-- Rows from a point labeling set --
··········
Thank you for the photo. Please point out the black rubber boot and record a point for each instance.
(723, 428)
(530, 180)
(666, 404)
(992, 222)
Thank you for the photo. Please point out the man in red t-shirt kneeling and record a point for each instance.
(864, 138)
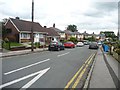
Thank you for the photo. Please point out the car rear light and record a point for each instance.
(56, 43)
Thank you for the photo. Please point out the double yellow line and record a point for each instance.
(79, 73)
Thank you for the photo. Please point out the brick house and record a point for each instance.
(21, 30)
(60, 32)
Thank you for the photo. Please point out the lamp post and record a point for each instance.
(32, 47)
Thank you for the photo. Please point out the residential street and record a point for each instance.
(48, 69)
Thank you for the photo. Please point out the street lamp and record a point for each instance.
(32, 47)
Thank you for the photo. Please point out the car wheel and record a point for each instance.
(58, 48)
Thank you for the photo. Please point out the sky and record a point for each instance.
(88, 15)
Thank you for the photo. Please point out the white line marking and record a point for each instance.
(41, 72)
(63, 54)
(25, 67)
(35, 79)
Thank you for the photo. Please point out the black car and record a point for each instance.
(55, 45)
(93, 45)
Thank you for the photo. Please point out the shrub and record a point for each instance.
(74, 40)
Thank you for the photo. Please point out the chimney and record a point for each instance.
(17, 18)
(45, 26)
(54, 25)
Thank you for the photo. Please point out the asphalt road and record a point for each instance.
(48, 69)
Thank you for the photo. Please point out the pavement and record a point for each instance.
(103, 74)
(21, 52)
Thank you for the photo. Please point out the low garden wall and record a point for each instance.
(116, 56)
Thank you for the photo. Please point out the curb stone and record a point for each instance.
(28, 52)
(87, 82)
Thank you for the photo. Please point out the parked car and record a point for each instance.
(80, 44)
(93, 45)
(55, 45)
(69, 44)
(86, 42)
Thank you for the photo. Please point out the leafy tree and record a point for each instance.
(72, 28)
(73, 39)
(91, 38)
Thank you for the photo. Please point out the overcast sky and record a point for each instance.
(88, 15)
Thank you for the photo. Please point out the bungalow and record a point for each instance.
(60, 32)
(20, 30)
(76, 35)
(51, 34)
(68, 34)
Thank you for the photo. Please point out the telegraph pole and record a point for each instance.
(32, 38)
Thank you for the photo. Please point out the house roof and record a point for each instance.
(57, 30)
(71, 33)
(23, 25)
(68, 32)
(51, 32)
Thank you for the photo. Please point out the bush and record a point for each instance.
(117, 47)
(37, 44)
(117, 51)
(74, 40)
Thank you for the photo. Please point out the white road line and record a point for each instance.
(25, 67)
(40, 73)
(34, 79)
(63, 54)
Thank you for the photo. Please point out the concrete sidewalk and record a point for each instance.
(102, 75)
(21, 52)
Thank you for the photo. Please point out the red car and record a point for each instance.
(69, 44)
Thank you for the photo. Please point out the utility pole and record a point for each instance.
(32, 46)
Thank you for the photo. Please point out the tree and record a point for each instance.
(73, 39)
(72, 28)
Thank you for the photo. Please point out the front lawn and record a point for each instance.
(8, 45)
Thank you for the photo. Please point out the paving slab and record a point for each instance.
(101, 77)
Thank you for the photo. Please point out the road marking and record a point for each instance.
(70, 82)
(63, 54)
(25, 67)
(40, 73)
(81, 74)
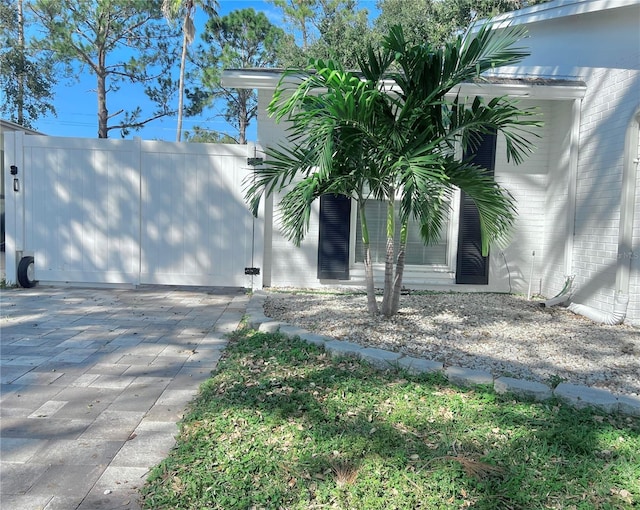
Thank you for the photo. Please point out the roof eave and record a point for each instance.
(269, 79)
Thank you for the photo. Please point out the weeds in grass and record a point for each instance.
(283, 425)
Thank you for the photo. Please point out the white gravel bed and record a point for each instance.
(504, 334)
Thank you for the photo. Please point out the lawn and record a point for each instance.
(281, 424)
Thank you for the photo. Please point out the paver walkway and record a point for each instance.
(93, 383)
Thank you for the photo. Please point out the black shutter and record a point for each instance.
(333, 243)
(472, 267)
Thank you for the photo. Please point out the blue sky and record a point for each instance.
(76, 103)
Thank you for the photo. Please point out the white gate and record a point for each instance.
(130, 211)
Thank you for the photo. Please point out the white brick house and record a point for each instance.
(578, 195)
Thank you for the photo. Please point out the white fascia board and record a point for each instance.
(254, 78)
(554, 10)
(547, 91)
(269, 79)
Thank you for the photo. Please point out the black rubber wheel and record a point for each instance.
(26, 272)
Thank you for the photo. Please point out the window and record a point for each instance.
(417, 253)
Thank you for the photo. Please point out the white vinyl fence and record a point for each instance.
(130, 211)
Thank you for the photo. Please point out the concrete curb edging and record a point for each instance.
(574, 395)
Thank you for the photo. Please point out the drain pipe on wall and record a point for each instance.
(625, 233)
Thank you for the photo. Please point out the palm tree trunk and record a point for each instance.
(388, 260)
(397, 284)
(372, 304)
(183, 60)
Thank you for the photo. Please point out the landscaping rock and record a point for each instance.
(629, 404)
(467, 376)
(419, 365)
(380, 358)
(270, 327)
(583, 396)
(525, 389)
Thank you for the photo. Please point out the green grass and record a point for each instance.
(282, 425)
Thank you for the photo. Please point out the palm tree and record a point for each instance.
(173, 9)
(390, 133)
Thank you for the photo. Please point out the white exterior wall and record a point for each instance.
(607, 110)
(601, 48)
(287, 265)
(539, 186)
(633, 312)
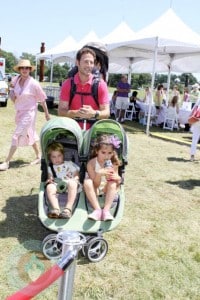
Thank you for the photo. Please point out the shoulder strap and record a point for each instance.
(52, 170)
(94, 90)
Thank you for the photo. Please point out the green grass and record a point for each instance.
(154, 253)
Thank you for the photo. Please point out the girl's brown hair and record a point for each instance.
(107, 140)
(55, 146)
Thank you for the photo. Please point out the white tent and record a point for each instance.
(120, 33)
(167, 39)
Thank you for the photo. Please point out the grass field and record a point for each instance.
(154, 253)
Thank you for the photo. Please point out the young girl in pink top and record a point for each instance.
(102, 180)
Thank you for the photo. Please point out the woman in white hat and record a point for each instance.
(25, 92)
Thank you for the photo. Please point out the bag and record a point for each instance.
(195, 116)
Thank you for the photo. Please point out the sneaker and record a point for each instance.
(106, 216)
(95, 215)
(192, 158)
(4, 166)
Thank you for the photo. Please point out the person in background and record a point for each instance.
(101, 180)
(25, 93)
(83, 104)
(159, 97)
(174, 104)
(122, 101)
(186, 95)
(63, 170)
(175, 92)
(112, 104)
(134, 99)
(161, 114)
(147, 96)
(195, 129)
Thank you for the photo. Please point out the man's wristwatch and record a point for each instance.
(97, 114)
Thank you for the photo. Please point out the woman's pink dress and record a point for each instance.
(26, 104)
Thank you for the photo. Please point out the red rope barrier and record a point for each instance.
(38, 285)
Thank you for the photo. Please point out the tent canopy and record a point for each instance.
(171, 38)
(121, 33)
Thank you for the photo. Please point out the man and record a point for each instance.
(83, 104)
(122, 101)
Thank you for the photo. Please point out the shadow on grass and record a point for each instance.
(186, 184)
(53, 111)
(178, 159)
(22, 221)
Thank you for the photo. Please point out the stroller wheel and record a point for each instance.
(96, 249)
(85, 246)
(51, 248)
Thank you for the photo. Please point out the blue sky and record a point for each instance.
(24, 24)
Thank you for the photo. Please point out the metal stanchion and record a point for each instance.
(72, 242)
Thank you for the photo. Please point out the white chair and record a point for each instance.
(130, 112)
(171, 119)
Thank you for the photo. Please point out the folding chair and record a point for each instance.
(130, 113)
(171, 119)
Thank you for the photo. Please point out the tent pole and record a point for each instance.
(51, 74)
(152, 85)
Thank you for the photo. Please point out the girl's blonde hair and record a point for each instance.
(110, 140)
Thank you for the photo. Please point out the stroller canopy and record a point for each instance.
(61, 127)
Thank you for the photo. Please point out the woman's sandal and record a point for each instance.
(66, 213)
(54, 213)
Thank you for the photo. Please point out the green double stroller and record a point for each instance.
(77, 146)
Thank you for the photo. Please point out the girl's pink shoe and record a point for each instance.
(95, 215)
(106, 216)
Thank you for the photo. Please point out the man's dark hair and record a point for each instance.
(83, 51)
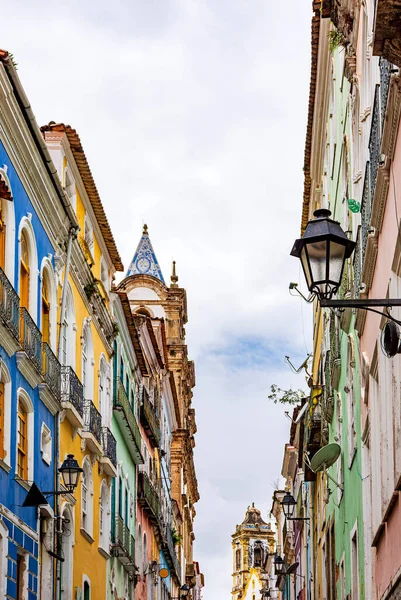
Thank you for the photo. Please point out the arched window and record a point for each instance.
(3, 558)
(139, 539)
(143, 311)
(7, 227)
(28, 268)
(5, 413)
(238, 559)
(25, 436)
(144, 556)
(24, 272)
(68, 332)
(87, 593)
(257, 557)
(67, 529)
(45, 309)
(104, 516)
(103, 392)
(87, 497)
(87, 361)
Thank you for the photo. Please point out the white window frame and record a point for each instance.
(5, 378)
(46, 444)
(26, 227)
(46, 269)
(28, 404)
(87, 489)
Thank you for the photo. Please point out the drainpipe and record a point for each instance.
(58, 523)
(71, 236)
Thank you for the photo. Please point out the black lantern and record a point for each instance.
(323, 250)
(279, 565)
(288, 503)
(70, 472)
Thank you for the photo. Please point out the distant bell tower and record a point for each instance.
(252, 542)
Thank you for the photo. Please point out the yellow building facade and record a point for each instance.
(85, 347)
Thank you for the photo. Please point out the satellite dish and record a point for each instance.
(390, 339)
(301, 413)
(292, 568)
(325, 457)
(163, 573)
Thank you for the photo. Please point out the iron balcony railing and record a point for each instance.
(124, 540)
(109, 445)
(172, 557)
(51, 369)
(149, 419)
(72, 389)
(9, 305)
(30, 339)
(122, 404)
(92, 420)
(147, 495)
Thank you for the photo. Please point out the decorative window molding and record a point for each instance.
(46, 444)
(104, 516)
(8, 220)
(26, 227)
(27, 405)
(87, 360)
(87, 497)
(46, 271)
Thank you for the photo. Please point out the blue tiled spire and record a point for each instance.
(145, 261)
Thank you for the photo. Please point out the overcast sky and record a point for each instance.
(192, 114)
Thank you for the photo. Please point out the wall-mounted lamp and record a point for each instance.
(323, 250)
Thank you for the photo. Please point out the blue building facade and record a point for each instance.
(29, 407)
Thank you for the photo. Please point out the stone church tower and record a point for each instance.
(151, 299)
(253, 540)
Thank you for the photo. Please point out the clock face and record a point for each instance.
(143, 265)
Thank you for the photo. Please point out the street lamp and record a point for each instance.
(279, 565)
(184, 589)
(323, 250)
(70, 472)
(289, 503)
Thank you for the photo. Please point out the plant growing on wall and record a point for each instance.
(280, 396)
(176, 537)
(336, 39)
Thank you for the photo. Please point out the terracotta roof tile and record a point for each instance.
(133, 332)
(90, 186)
(315, 29)
(5, 191)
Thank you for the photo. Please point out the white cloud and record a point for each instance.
(192, 114)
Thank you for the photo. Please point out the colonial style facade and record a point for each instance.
(349, 544)
(90, 370)
(253, 543)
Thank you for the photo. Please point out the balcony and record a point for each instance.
(50, 390)
(29, 358)
(148, 497)
(72, 397)
(123, 543)
(9, 315)
(108, 461)
(127, 422)
(92, 429)
(387, 34)
(149, 419)
(171, 557)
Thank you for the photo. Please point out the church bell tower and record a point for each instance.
(253, 540)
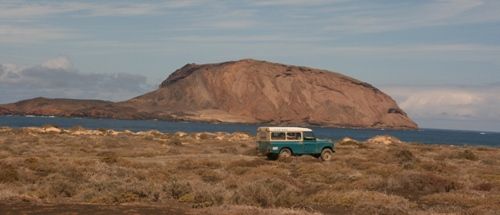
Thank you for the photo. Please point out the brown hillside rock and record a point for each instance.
(252, 91)
(245, 91)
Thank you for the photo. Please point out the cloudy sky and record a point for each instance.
(440, 59)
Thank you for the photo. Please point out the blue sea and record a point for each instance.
(428, 136)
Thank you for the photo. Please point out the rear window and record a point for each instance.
(293, 136)
(262, 136)
(277, 135)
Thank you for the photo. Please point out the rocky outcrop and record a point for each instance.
(245, 91)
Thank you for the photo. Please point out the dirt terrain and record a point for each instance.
(244, 91)
(49, 170)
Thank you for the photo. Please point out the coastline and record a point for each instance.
(220, 173)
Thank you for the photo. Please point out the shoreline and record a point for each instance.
(221, 173)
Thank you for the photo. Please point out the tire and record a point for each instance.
(272, 156)
(326, 154)
(285, 153)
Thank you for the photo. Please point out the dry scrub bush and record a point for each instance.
(270, 192)
(249, 210)
(412, 184)
(8, 173)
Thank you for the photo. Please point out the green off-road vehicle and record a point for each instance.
(282, 142)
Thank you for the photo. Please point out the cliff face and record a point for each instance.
(251, 91)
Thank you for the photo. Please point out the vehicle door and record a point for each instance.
(310, 145)
(294, 142)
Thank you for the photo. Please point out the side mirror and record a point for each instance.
(309, 138)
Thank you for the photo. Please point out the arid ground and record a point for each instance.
(51, 170)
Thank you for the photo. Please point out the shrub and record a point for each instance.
(176, 189)
(8, 173)
(268, 193)
(467, 154)
(415, 184)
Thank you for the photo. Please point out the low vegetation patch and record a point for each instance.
(221, 173)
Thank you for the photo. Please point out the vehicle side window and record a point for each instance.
(309, 136)
(293, 135)
(278, 136)
(262, 136)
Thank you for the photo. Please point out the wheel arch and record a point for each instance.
(286, 147)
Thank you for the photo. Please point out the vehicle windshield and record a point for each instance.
(308, 135)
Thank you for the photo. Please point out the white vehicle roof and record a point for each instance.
(283, 129)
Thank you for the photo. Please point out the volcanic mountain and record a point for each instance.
(244, 91)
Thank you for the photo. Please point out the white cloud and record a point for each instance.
(292, 2)
(57, 78)
(32, 10)
(449, 102)
(32, 34)
(61, 63)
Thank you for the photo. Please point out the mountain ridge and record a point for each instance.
(244, 91)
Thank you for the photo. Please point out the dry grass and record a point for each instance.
(219, 173)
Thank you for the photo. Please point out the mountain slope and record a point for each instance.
(251, 91)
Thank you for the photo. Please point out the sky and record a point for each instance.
(439, 59)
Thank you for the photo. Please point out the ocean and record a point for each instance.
(427, 136)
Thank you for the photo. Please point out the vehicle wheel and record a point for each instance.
(272, 156)
(285, 153)
(326, 154)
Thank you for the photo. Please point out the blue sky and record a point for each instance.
(439, 59)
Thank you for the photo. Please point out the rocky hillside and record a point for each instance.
(246, 91)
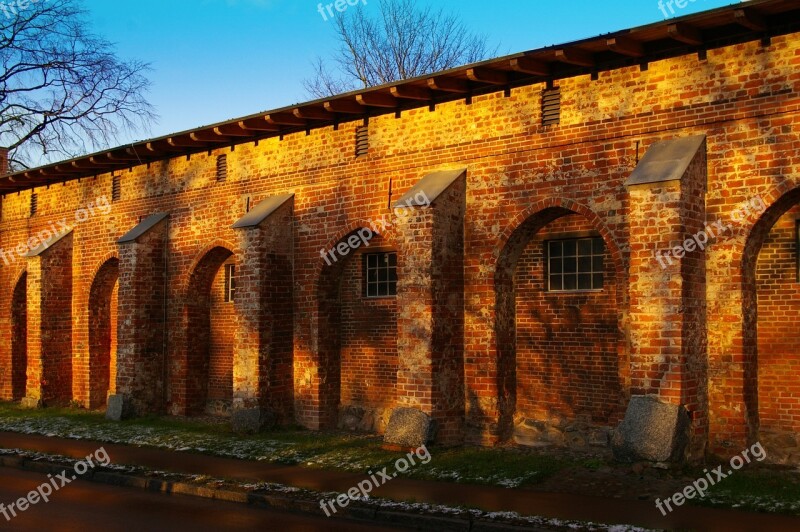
··········
-- Task prompt --
Could you rewrite every line from the one holding "Thank you for the photo. Please point out the rocky hillside" through the end of the rows, both ends included? Keep the text lines unchanged, multiply each coordinate in the answers by 2.4 and round it to a whole number with halves rounding up, and leave out the pictures.

-- Finished task --
Thank you for the photo. Please point out the rocky hillside and record a point for each instance.
(590, 218)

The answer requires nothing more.